[WHAT TO WORK ON]:
Copy the solution below from "The diagram for" to "in equation (I)", and swap "force-couple system" for "equivalent system".

[PASSAGE TO READ]:
┌──

Chapter 3.4, Problem 3.140P

(a)

To determine

The resultant force.

Answer to Problem 3.140P

The resultant force is $\underset{\_}{\left(3P/25\right)\left[2\widehat{i}-20\widehat{j}-\widehat{k}\right]}$.

Explanation of Solution

The diagram for the force-couple system is given below:

Refer fig 1.

Write the equation of resultant force.

$\begin{array}{c}\overrightarrow{R}=P{\lambda }_{BA}+P{\lambda }_{DC}+P{\lambda }_{DE}\\ =P\left[{\lambda }_{BA}+{\lambda }_{DC}+{\lambda }_{DE}\right]\end{array}$ (I)

Here, the resultant force is $\overrightarrow{R}$, the magnitude of the forces are $P$, the direction of the force at points is ${\lambda }_{BA},{\lambda }_{DC},{\lambda }_{DE}$

Conclusion:

Substitute, $\left(\frac{4}{5}\widehat{j}-\frac{3}{5}\widehat{k}\right)$ for ${\lambda }_{BA}$, $\left(\frac{3}{5}\widehat{i}-\frac{4}{5}\widehat{j}\right)$ for ${\lambda }_{DC}$, $\left(\frac{3}{5}\widehat{i}-\frac{4}{5}\widehat{j}\right)$ for ${\lambda }_{DE}$ in equation (I)

└──

[ENTRIES PROVIDED]:
┌──

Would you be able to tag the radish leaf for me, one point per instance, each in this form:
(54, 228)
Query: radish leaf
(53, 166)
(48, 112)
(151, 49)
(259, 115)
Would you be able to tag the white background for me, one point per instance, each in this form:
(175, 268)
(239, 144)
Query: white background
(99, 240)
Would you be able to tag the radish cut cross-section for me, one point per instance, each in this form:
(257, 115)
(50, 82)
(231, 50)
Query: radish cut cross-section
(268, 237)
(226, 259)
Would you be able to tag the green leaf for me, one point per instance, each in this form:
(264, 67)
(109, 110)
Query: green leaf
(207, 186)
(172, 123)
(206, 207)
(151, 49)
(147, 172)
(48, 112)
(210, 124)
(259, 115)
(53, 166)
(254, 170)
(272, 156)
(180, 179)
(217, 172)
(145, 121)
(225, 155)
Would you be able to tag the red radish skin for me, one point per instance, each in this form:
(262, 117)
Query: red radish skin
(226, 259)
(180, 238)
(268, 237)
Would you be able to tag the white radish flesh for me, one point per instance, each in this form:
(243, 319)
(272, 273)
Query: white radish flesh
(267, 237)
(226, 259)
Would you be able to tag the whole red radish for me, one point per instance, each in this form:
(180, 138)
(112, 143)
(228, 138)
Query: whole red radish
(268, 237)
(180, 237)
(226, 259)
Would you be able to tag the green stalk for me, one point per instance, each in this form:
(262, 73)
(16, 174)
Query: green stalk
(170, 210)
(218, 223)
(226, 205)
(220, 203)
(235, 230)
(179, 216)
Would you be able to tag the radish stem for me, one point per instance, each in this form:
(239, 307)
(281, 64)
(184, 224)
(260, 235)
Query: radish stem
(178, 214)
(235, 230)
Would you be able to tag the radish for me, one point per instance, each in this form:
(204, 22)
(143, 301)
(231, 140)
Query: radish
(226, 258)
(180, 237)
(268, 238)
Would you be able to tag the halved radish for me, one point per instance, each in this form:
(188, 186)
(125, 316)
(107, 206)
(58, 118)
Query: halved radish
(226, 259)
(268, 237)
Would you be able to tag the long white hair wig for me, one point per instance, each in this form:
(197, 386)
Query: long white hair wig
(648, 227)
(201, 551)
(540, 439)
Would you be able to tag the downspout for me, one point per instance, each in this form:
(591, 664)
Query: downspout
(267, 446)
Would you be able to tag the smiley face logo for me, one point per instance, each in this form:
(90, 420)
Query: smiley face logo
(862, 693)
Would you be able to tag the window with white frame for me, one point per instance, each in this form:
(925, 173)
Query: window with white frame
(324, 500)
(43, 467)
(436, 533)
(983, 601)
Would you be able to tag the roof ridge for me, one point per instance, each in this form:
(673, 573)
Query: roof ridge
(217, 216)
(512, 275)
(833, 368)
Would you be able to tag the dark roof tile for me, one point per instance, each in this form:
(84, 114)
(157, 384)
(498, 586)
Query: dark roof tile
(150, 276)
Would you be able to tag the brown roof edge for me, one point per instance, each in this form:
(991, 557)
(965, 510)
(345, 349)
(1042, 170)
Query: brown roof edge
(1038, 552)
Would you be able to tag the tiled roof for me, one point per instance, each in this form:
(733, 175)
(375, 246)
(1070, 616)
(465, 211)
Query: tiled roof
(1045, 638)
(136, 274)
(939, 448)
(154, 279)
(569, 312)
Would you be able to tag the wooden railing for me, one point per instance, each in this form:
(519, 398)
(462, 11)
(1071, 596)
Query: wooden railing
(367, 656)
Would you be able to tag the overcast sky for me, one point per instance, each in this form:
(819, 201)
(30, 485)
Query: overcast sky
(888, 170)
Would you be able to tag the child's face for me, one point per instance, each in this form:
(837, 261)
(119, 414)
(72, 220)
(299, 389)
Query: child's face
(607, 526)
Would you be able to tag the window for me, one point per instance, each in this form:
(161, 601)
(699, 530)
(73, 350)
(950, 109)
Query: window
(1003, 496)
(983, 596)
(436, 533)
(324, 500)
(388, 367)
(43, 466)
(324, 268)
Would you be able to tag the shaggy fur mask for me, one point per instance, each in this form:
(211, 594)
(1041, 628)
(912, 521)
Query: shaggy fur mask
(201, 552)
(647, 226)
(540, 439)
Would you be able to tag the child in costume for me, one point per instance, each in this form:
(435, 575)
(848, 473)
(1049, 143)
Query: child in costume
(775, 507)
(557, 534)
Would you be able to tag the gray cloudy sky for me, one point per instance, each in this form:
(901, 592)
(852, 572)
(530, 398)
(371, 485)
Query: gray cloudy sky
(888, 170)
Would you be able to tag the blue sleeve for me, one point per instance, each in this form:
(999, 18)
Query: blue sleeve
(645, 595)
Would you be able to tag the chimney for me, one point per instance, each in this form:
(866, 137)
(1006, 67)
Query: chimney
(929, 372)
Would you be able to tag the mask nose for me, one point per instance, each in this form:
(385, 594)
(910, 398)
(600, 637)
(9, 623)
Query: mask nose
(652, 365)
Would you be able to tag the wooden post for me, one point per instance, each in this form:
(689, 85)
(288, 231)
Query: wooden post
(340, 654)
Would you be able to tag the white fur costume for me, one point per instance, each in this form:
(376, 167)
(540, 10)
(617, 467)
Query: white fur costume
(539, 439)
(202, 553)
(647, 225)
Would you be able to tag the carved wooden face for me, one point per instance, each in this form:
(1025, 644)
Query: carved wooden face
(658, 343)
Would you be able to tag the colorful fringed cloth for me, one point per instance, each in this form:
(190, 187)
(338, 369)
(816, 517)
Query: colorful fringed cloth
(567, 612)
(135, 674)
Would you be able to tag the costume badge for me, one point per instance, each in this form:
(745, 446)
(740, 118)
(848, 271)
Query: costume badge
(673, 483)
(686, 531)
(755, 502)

└──

[RESULT OF THE TASK]:
The diagram for the equivalent system is given below:

Refer fig 1.

Write the equation of resultant force.

$\begin{array}{c}\overrightarrow{R}=P{\lambda }_{BA}+P{\lambda }_{DC}+P{\lambda }_{DE}\\ =P\left[{\lambda }_{BA}+{\lambda }_{DC}+{\lambda }_{DE}\right]\end{array}$ (I)

Here, the resultant force is $\overrightarrow{R}$, the magnitude of the forces are $P$, the direction of the force at points is ${\lambda }_{BA},{\lambda }_{DC},{\lambda }_{DE}$

Conclusion:

Substitute, $\left(\frac{4}{5}\widehat{j}-\frac{3}{5}\widehat{k}\right)$ for ${\lambda }_{BA}$, $\left(\frac{3}{5}\widehat{i}-\frac{4}{5}\widehat{j}\right)$ for ${\lambda }_{DC}$, $\left(\frac{3}{5}\widehat{i}-\frac{4}{5}\widehat{j}\right)$ for ${\lambda }_{DE}$ in equation (I)